Repeat the listing in full. Nothing may be added or left out.

-- Begin Exercise data --

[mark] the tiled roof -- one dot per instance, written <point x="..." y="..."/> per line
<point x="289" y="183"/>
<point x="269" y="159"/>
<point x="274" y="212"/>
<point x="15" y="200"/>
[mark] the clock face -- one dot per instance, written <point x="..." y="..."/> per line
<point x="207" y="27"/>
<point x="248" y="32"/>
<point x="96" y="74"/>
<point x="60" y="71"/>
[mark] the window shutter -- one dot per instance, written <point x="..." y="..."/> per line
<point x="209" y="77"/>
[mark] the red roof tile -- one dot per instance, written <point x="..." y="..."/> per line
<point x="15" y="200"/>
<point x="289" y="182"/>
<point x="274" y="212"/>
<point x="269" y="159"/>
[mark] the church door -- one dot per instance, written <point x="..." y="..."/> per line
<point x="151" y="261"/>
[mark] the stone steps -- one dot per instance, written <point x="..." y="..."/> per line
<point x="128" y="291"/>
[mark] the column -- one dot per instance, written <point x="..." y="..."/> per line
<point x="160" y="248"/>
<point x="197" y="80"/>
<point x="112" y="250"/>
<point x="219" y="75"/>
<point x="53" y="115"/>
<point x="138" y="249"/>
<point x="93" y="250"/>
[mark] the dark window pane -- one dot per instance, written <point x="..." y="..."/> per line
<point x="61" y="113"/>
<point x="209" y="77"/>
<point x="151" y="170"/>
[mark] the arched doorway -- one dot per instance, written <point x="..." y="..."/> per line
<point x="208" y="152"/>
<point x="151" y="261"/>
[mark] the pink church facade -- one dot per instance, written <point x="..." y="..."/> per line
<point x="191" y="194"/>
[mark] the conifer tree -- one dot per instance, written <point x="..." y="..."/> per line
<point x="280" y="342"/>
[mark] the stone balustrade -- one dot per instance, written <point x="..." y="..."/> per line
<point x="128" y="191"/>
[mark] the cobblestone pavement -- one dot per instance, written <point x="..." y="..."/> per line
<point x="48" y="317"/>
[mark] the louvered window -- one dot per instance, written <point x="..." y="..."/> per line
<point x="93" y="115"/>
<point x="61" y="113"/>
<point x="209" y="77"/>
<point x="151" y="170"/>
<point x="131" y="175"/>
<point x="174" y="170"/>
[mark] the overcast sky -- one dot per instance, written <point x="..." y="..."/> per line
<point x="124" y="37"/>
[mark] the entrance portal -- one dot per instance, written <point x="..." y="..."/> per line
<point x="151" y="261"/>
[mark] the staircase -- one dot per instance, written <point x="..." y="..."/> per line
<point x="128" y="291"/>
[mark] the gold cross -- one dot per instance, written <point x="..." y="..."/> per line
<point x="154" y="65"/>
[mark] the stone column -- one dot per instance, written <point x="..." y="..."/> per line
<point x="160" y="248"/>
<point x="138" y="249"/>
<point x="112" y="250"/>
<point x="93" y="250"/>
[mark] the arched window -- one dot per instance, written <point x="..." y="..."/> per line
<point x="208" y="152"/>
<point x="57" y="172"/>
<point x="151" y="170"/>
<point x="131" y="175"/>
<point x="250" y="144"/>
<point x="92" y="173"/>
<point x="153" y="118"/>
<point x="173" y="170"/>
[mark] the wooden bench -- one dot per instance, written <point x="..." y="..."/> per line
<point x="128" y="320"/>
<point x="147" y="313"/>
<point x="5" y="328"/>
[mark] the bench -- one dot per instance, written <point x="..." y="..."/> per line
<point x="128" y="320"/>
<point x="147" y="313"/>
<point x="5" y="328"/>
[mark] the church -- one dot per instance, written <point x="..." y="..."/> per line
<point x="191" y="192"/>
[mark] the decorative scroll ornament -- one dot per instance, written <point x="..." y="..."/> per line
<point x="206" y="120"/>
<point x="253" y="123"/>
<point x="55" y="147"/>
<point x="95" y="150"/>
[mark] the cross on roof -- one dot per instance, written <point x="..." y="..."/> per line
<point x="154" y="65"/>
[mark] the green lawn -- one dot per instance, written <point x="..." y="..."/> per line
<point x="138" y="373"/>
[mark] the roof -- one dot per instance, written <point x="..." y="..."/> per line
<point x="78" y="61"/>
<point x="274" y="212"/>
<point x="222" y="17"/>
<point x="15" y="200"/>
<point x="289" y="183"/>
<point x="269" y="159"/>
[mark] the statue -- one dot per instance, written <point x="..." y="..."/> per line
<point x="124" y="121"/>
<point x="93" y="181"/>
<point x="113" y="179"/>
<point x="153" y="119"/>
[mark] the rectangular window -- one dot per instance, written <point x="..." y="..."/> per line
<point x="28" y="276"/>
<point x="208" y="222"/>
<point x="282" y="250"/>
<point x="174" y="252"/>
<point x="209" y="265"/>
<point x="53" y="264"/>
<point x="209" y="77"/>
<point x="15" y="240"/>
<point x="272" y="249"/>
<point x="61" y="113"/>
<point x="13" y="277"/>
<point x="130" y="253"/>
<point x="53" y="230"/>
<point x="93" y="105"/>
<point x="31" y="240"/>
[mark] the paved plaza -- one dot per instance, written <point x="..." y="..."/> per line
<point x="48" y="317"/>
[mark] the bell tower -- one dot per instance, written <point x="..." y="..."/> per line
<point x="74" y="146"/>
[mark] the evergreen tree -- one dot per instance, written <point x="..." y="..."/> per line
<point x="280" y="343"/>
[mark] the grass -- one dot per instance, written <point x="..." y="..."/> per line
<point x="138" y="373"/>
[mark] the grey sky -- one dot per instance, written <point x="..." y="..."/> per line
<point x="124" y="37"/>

-- End Exercise data --

Written response
[mark] the tiled roof -- one dot per instance, written <point x="..." y="..."/> per line
<point x="289" y="183"/>
<point x="269" y="159"/>
<point x="274" y="212"/>
<point x="15" y="200"/>
[mark] the clock face -- one dot per instance, written <point x="..." y="..."/> per line
<point x="207" y="27"/>
<point x="248" y="32"/>
<point x="96" y="74"/>
<point x="60" y="71"/>
[mark] the window shutter -- one dot per instance, written <point x="..." y="..."/> per line
<point x="209" y="77"/>
[mark] the red roof tile -- one dot per instance, written <point x="..." y="..."/> per line
<point x="15" y="200"/>
<point x="289" y="182"/>
<point x="274" y="212"/>
<point x="269" y="159"/>
[mark] the church door -- one dot per instance, written <point x="..." y="..."/> per line
<point x="151" y="261"/>
[mark] the stone steps -- one dot per instance, written <point x="..." y="..."/> per line
<point x="128" y="291"/>
[mark] the column -- one dot per instance, written <point x="..." y="..."/> per line
<point x="160" y="248"/>
<point x="197" y="80"/>
<point x="112" y="250"/>
<point x="219" y="75"/>
<point x="53" y="115"/>
<point x="138" y="249"/>
<point x="93" y="250"/>
[mark] the dark window pane -- one dot per instance, written <point x="..." y="..."/> per line
<point x="61" y="113"/>
<point x="209" y="77"/>
<point x="151" y="170"/>
[mark] the arched doorway -- one dot per instance, written <point x="..." y="..."/> per line
<point x="208" y="152"/>
<point x="151" y="261"/>
[mark] the pink church facade -- one dot per instance, written <point x="..." y="..."/> per line
<point x="191" y="194"/>
[mark] the conifer tree -- one dot per instance, written <point x="..." y="..."/> per line
<point x="280" y="342"/>
[mark] the stone balustrade -- one dot per instance, written <point x="..." y="..."/> per line
<point x="128" y="191"/>
[mark] the cobblestone pavement -- one dot per instance, written <point x="..." y="..."/> per line
<point x="48" y="317"/>
[mark] the louvered window -- one dot per instance, written <point x="..." y="..."/> per line
<point x="93" y="115"/>
<point x="61" y="113"/>
<point x="209" y="77"/>
<point x="151" y="170"/>
<point x="131" y="175"/>
<point x="174" y="170"/>
[mark] the overcast sky -- one dot per instance, written <point x="..." y="..."/> per line
<point x="124" y="37"/>
[mark] the entrance portal -- one dot per instance, written <point x="..." y="..."/> per line
<point x="151" y="261"/>
[mark] the staircase -- one dot per instance, written <point x="..." y="..."/> per line
<point x="128" y="291"/>
[mark] the gold cross -- one dot per instance, written <point x="..." y="..."/> per line
<point x="154" y="65"/>
[mark] the stone column -- one dot per instance, written <point x="..." y="..."/> per line
<point x="160" y="248"/>
<point x="138" y="249"/>
<point x="112" y="250"/>
<point x="93" y="250"/>
[mark] the arched window -- one dot per instance, written <point x="..." y="..."/> per line
<point x="208" y="152"/>
<point x="57" y="172"/>
<point x="151" y="170"/>
<point x="131" y="175"/>
<point x="250" y="144"/>
<point x="92" y="173"/>
<point x="153" y="118"/>
<point x="173" y="170"/>
[mark] the wooden bench -- one dot per instance, written <point x="..." y="..."/> per line
<point x="128" y="320"/>
<point x="147" y="313"/>
<point x="5" y="328"/>
[mark] the bench -- one dot per instance, written <point x="..." y="..."/> per line
<point x="128" y="320"/>
<point x="147" y="313"/>
<point x="5" y="328"/>
[mark] the church -- one dot per instance, written <point x="..." y="..."/> per line
<point x="191" y="192"/>
[mark] the decorative scroll ornament -- one dot per instance, written <point x="..." y="..."/> per line
<point x="206" y="120"/>
<point x="253" y="123"/>
<point x="55" y="147"/>
<point x="95" y="150"/>
[mark] the cross on roof -- one dot per instance, written <point x="..." y="..."/> per line
<point x="154" y="65"/>
[mark] the green lawn -- one dot per instance, written <point x="..." y="..."/> per line
<point x="138" y="373"/>
[mark] the roof -- one dot per instance, written <point x="..." y="..."/> per line
<point x="78" y="61"/>
<point x="274" y="212"/>
<point x="222" y="17"/>
<point x="15" y="200"/>
<point x="289" y="183"/>
<point x="269" y="159"/>
[mark] the statue -- one dot per instance, written <point x="..." y="..."/> per line
<point x="124" y="121"/>
<point x="93" y="181"/>
<point x="113" y="179"/>
<point x="153" y="119"/>
[mark] the rectangular window -- one dot per instance, written <point x="..." y="..."/> per line
<point x="28" y="276"/>
<point x="208" y="222"/>
<point x="282" y="250"/>
<point x="174" y="252"/>
<point x="209" y="265"/>
<point x="53" y="264"/>
<point x="209" y="77"/>
<point x="15" y="240"/>
<point x="272" y="249"/>
<point x="61" y="113"/>
<point x="13" y="277"/>
<point x="130" y="253"/>
<point x="53" y="230"/>
<point x="93" y="105"/>
<point x="31" y="240"/>
[mark] the paved plaza -- one dot per instance, written <point x="..." y="..."/> per line
<point x="48" y="317"/>
[mark] the bell tower -- one dot per instance, written <point x="..." y="..."/> per line
<point x="74" y="146"/>
[mark] the evergreen tree -- one dot per instance, written <point x="..." y="..."/> per line
<point x="280" y="343"/>
[mark] the grass -- one dot per instance, written <point x="..." y="..."/> per line
<point x="138" y="373"/>
[mark] the grey sky -- one dot per instance, written <point x="..." y="..."/> per line
<point x="124" y="37"/>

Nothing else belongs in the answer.